## TASK REQUIREMENTS
For the records below, output every line from the one holding "Target: beige shirt" through the final line, unaltered, and no other lines.

[Dataset records]
::::::::

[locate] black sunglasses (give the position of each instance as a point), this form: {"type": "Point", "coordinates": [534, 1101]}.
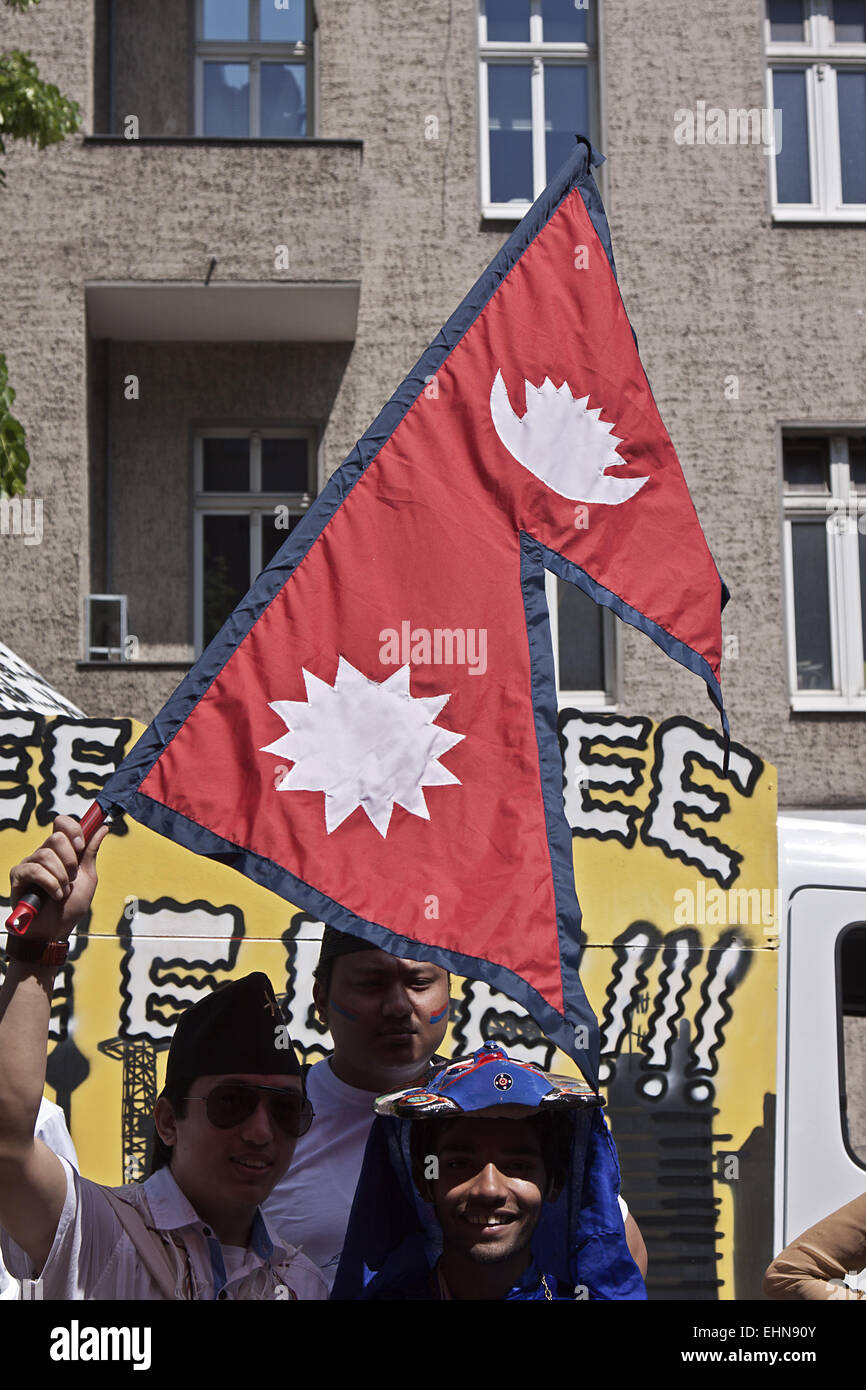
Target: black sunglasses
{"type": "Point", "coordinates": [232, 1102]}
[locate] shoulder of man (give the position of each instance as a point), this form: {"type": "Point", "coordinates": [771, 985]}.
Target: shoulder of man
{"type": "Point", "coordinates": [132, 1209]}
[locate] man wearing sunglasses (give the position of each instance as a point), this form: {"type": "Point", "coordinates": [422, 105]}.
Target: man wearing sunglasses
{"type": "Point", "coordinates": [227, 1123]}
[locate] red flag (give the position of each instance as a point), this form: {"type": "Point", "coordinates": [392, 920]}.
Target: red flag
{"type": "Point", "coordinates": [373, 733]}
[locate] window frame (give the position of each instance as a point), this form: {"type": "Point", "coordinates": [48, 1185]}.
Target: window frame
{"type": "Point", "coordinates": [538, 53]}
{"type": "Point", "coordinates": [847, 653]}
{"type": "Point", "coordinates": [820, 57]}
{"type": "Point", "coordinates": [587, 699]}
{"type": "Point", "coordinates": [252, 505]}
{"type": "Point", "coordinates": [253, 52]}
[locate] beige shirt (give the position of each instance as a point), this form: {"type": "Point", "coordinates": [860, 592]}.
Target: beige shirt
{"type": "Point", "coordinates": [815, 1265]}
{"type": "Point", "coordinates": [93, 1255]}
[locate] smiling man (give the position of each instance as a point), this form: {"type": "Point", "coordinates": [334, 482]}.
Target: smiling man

::::::::

## RESPONSE
Target: beige shirt
{"type": "Point", "coordinates": [815, 1265]}
{"type": "Point", "coordinates": [93, 1255]}
[locate] smiling man (give the position of each instance as a point), this form: {"type": "Point", "coordinates": [334, 482]}.
Target: smiling man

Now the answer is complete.